La regalía de conceder el derecho de asiento en el brazo militar y el patronato regio sobre la catedral de Pamplona y los principios monasterios del reino permitió al monarca mantener cierto control mediatizador sobre buena parte de sus integrantes. Facultad ésta que trató de mantener cuando en 1652-1654 denegó la solicitud de las Cortes relativa a la alternancia entre navarros y castellanos en las plazas del obispado de Pamplona -presidente de los Brazos- y el priorato de Roncesvalles. Su influencia en el estamento de las universidades tampoco fue pequeña: los alcaldes eran elegidos por el virrey entre una terna que le presentaba el regimiento, y el Consejo Real, con las visitas, residencias e insaculaciones, tenía un medio de presión sobre las oligarquías municipales.

La convocatoria de Cortes fue siempre una indiscutible prerrogativa regia, defendida tanto por los Estados como por el propio monarca, en su afán de mantener el prestigio y decoro de la institución. La tentativa de 1517 por parte de los regidores de Pamplona de reunir los Brazos en Puente la Reina -prohibida por el virrey- vino a demostrar este principio. Ni el regente ni el virrey podían efectuar el llamamiento sin el precedente mandamiento real en que se otorgaba a éste los poderes correspondientes, como representante del soberano. Las cinco cabezas de merindad, y en especial Pamplona, o excepcionalmente otras ciudades (Tafalla en 1519 y 1536, Corella en 1695) fueron sede de las Cortes. Sin poder confirmar el número total de reuniones entre 1513 y 1829 -en torno a las 78-, con seguridad absoluta se cuantifican 74, ó 75 si se incluye la de 1801. La promesa del virrey en 1520 y las reales órdenes de 1523 y 1527 regularizando las convocatorias anualmente, así como las modificaciones de 1576 (Cortes bianuales) y 1617 (cada tres años), dependieron en última instancia de la voluntad real y de las circunstancias de cada momento. Hasta 1536 se celebraron aproximadamente cada año; entre 1536 y 1572 cada dos años; y entre 1572 y 1642 cada 3-5 años.
 Las reuniones anuales de 1644, 1645 y 1646, en buena medida justificadas por la necesidad del servicio para afrontar la guerra con Francia, dieron paso a un cambio definitivo: a partir de las de 1652-1654 los períodos entre Cortes fueron mucho más prolongados (1654-1662; 1662-1677; 1726-1743; 1744-1757; 1781-1794) y no harían sino confirmar el progresivo deterioro de su protagonismo. De cualquier modo, si se tiene en cuenta la práctica desaparición de las Cortes en los restantes reinos peninsulares, sorprende la pervivencia y la vitalidad de los Tres Estados navarros en el siglo XVIII e, incluso, en el primer tercio del XIX (1817-1818 y 1828-1829).

● Requisitos del ejercicio
Devuelve sin cambios el pasaje del texto sobre las Cortes navarras que empieza en "Las reuniones anuales" y acaba en "(1817-1818 y 1828-1829).".

● Extractos del conjunto de datos de señalamiento

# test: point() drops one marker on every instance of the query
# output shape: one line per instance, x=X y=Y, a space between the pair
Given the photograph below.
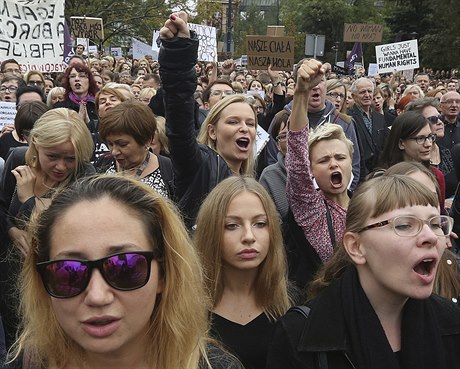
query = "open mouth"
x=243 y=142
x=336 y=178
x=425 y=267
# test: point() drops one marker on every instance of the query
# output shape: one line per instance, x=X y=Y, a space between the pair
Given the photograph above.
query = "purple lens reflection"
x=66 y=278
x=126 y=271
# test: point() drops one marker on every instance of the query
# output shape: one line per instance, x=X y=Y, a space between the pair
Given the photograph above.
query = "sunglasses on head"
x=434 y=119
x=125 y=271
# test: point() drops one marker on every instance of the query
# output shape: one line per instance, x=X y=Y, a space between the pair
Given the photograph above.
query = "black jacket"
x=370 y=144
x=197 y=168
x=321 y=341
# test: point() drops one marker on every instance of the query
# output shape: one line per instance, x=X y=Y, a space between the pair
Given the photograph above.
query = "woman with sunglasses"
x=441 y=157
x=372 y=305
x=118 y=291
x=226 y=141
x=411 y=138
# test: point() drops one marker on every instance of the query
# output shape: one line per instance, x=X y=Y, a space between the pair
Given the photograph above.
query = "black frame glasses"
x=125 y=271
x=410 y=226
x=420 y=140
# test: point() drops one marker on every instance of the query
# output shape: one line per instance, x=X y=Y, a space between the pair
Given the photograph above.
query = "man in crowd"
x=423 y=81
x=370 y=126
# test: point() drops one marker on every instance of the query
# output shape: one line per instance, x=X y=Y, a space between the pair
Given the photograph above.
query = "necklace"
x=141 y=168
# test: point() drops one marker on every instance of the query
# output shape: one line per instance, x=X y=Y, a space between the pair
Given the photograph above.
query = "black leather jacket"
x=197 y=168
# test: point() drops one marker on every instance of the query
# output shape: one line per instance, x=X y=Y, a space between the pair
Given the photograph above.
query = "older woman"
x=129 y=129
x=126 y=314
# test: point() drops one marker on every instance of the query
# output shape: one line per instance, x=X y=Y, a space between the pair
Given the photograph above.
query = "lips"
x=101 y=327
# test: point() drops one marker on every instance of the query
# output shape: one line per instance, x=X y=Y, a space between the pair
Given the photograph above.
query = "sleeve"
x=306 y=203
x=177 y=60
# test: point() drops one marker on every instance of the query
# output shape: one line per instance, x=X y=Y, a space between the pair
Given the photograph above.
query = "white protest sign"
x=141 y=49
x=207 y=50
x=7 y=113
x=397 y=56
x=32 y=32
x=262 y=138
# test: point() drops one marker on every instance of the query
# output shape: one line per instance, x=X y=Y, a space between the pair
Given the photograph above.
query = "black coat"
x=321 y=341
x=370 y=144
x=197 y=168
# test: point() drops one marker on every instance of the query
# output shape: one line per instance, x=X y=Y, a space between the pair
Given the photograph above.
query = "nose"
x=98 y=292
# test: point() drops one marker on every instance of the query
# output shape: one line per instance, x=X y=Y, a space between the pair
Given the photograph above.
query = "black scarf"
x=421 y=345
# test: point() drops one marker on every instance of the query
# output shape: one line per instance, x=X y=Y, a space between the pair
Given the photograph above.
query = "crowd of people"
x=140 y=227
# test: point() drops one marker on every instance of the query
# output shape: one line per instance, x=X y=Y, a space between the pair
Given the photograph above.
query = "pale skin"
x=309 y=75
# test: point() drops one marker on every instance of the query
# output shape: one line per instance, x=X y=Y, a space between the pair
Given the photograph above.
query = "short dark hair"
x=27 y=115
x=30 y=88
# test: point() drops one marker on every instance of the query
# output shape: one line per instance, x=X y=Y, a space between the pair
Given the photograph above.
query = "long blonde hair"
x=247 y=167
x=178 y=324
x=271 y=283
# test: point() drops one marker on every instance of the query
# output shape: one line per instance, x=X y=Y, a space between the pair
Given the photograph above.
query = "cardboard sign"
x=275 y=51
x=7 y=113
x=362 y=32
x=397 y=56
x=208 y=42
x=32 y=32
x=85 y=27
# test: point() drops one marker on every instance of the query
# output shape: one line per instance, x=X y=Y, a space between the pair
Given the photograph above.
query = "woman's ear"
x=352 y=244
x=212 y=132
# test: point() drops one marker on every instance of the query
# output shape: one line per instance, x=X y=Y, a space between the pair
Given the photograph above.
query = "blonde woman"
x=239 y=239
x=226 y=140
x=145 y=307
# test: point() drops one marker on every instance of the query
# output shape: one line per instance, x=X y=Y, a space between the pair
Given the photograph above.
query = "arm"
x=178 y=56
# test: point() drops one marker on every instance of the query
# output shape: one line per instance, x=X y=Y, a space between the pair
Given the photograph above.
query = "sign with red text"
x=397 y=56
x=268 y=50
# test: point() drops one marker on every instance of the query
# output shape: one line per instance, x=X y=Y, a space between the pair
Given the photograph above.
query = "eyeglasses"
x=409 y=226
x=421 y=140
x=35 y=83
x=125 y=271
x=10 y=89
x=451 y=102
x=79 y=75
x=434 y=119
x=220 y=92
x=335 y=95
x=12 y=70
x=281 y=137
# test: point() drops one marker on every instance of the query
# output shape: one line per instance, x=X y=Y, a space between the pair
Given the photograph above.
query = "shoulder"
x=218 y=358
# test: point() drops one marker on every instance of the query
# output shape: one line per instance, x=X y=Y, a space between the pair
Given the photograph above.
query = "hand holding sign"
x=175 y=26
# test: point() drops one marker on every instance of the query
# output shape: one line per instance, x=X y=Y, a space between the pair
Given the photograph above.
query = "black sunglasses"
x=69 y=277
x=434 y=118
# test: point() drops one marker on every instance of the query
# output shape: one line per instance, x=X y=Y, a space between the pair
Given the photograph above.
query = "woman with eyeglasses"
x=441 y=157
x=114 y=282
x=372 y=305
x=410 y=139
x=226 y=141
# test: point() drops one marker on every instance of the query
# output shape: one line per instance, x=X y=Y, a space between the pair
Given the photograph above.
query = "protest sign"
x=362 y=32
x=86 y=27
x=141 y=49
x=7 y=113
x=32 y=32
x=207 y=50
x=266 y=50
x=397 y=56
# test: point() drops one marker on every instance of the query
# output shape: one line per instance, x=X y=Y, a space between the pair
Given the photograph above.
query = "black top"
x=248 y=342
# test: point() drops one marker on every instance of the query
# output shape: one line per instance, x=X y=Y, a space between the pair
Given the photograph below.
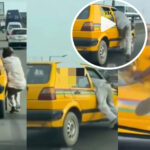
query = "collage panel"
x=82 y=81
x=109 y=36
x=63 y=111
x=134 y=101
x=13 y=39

● Resultado de la tarea
Las reuniones anuales de 1644, 1645 y 1646, en buena medida justificadas por la necesidad del servicio para afrontar la guerra con Francia, dieron paso a un cambio definitivo: a partir de las de 1652-1654 los períodos entre Cortes fueron mucho más prolongados (1654-1662; 1662-1677; 1726-1743; 1744-1757; 1781-1794) y no harían sino confirmar el progresivo deterioro de su protagonismo. De cualquier modo, si se tiene en cuenta la práctica desaparición de las Cortes en los restantes reinos peninsulares, sorprende la pervivencia y la vitalidad de los Tres Estados navarros en el siglo XVIII e, incluso, en el primer tercio del XIX (1817-1818 y 1828-1829).